**Activities**
1. In the piece on high-altitude gardening, why did the potatoes' success come as a surprise? Answer in one to three sentences.
2. Carry on the piece on high-altitude gardening from its last sentence.

**Quoted passage**
Gardening and Growing Plants at High Altitude

Some things grow with difficulty. Some things grow better… for a while. Some things don’t grow at all.

We grew a garden one year. We live at 6000 ft, which is technically too high for traditional gardening. Even so, some things still grow amazingly well.

We have an apple tree in our back yard. It grows very small apples, that ripen in September. They are less than 2″ around, and not really usable for much other than novelty. The tree only produces about 30 of them a year, so there is never enough of the tiny things to make more than one small pot of applesauce.

Some people here grow very good crab apples, and turn them into very good jelly. Chokecherries also grow well here, as do a particular strain of wild raspberry. Currents survive and thrive also. Many fruit bearing trees and bushes which SHOULD survive here, do not.

We found that in our garden, certain things grew very well – Tomatoes never really got going well, but potatoes did quite well. A surprise since they had done poorly in the previous states we had lived in. In fact, all of the root crops we planted grew and produced well, as did the Peas, and lettuce. Spinach did not do so well.

Some people grow gardens here in a greenhouse. And people who have greenhouses have big ones – they put them into old house foundations and build a greenhouse roof over that. The problems with growing things seem to be more a matter of soil and growing season than of altitude in particular.

Many areas that are high altitude have poor soil. It may be sandy clay, alkaline, or hard clay. Improving the soil can help, but is not the total solution.

**Supplied information**

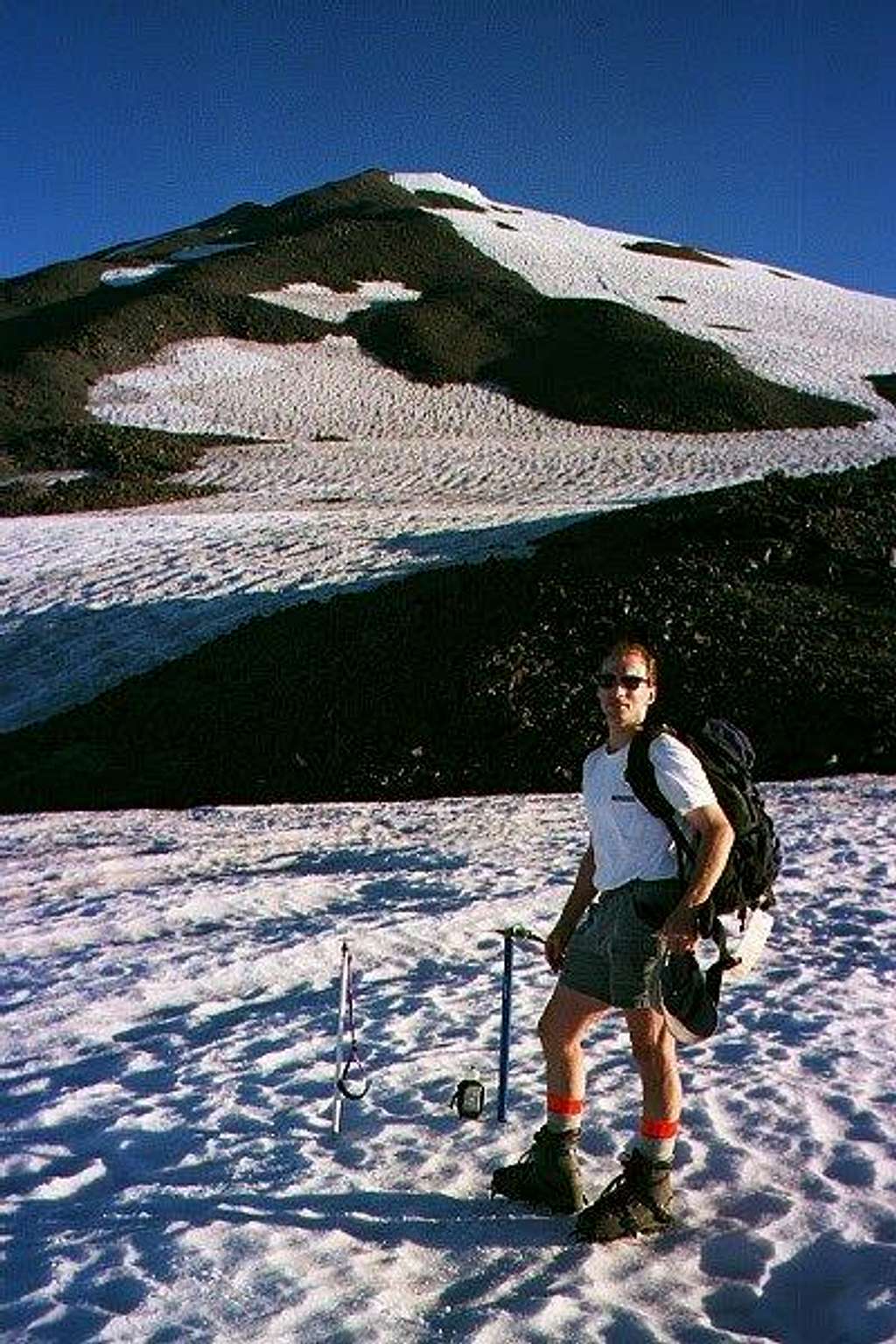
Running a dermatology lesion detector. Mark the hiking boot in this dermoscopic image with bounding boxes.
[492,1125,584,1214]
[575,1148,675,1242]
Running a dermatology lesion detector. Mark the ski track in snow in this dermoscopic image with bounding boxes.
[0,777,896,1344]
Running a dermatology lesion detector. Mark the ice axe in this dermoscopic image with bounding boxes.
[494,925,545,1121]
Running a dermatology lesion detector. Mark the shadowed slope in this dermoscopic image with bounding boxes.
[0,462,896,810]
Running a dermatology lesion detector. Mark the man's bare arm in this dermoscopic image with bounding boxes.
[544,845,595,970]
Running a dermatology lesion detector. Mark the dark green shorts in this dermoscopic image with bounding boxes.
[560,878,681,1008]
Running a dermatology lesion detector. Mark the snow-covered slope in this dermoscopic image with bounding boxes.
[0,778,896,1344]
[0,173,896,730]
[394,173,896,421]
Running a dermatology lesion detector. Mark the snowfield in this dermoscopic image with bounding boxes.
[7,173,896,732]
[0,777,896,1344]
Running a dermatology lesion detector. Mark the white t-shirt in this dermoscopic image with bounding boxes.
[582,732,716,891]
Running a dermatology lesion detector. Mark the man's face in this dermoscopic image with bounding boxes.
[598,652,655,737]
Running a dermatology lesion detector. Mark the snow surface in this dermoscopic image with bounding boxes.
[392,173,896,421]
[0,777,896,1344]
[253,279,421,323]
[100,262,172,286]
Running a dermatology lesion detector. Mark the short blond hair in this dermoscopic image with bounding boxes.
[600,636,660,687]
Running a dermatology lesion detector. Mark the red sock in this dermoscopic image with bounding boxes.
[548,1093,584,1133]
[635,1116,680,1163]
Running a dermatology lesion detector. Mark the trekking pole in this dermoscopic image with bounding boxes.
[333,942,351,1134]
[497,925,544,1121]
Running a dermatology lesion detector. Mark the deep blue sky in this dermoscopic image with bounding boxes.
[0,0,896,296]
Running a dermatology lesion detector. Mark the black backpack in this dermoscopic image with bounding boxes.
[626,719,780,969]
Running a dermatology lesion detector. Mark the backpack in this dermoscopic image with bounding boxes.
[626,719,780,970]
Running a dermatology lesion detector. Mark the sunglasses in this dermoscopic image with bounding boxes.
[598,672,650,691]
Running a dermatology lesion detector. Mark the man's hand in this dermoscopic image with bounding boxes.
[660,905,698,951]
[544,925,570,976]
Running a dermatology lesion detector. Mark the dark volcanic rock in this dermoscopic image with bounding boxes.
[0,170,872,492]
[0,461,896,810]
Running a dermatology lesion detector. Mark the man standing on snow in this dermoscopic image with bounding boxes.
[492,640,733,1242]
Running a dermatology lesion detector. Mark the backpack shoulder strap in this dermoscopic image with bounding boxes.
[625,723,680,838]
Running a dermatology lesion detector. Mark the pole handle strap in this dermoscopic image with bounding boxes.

**Answers to the tasks**
1. Potatoes had done poorly in the other states where the writer's household had lived before. Seeing them do quite well at 6000 ft was therefore unexpected.

2.
The growing season is very short. You cannot really put anything out until mid-June. And by mid-September, the garden is pretty well finished. You can start a lot of plants indoors, but some do not do well when hardened off and transplanted, so it is not a solution for everything.

Many plants simply grow smaller at higher altitudes. If you take a Texan Prickly Pear Cactus and transplant it to Wyoming, it will grow. But it will grow much smaller. It tends to have the same number of spines, but just grows small, like a little wrestler built cactus. Many things are like that.

Since higher altitude areas are often desert, you really have to water your garden. The problem with that is, in most deserts, there are a tremendously high number of dormant seeds in the soil, just waiting for their chance to grow at the least amount of water. Those plants are genetically designed to grow rapidly whenever water is present. A tumbleweed plant that may grow no more than 2 ft tall in the wild will grow 8 to 10 feet tall in a garden. And they grow VERY fast. One day you’ll go out and find a solid carpet of tumbleweed sprouts, so small you cannot yet even grab them to weed properly. Two days later they’ll be big enough to grab, but there are so many of them that getting them all is nearly impossible. They grow a long taproot, which is very tough to pull within just a short time, and the stalk goes woody pretty fast also. Even a small garden plot can be very difficult to weed. And clearing it one year won’t help, because through the fall and winter, new seeds blow in, and you start all over the next year.

The last factor at higher altitudes is wind. It can be very difficult to grow certain types of plants in high wind, especially those that would need trellising. Trees need staked early on, and still end up growing straight only as long as you stake them. The lower trunk will end up straight, and the tops will have a nice graceful curve away from the wind!

Wind can interfere with pollination for certain types of trees, shrubs, and flowers also. Because the wind blows so hard, if the blossoms are delicate, such as apple blossoms, they can be blown off before they are pollinated. We got a pretty good crop from our crab apple tree, though the fruits were always small.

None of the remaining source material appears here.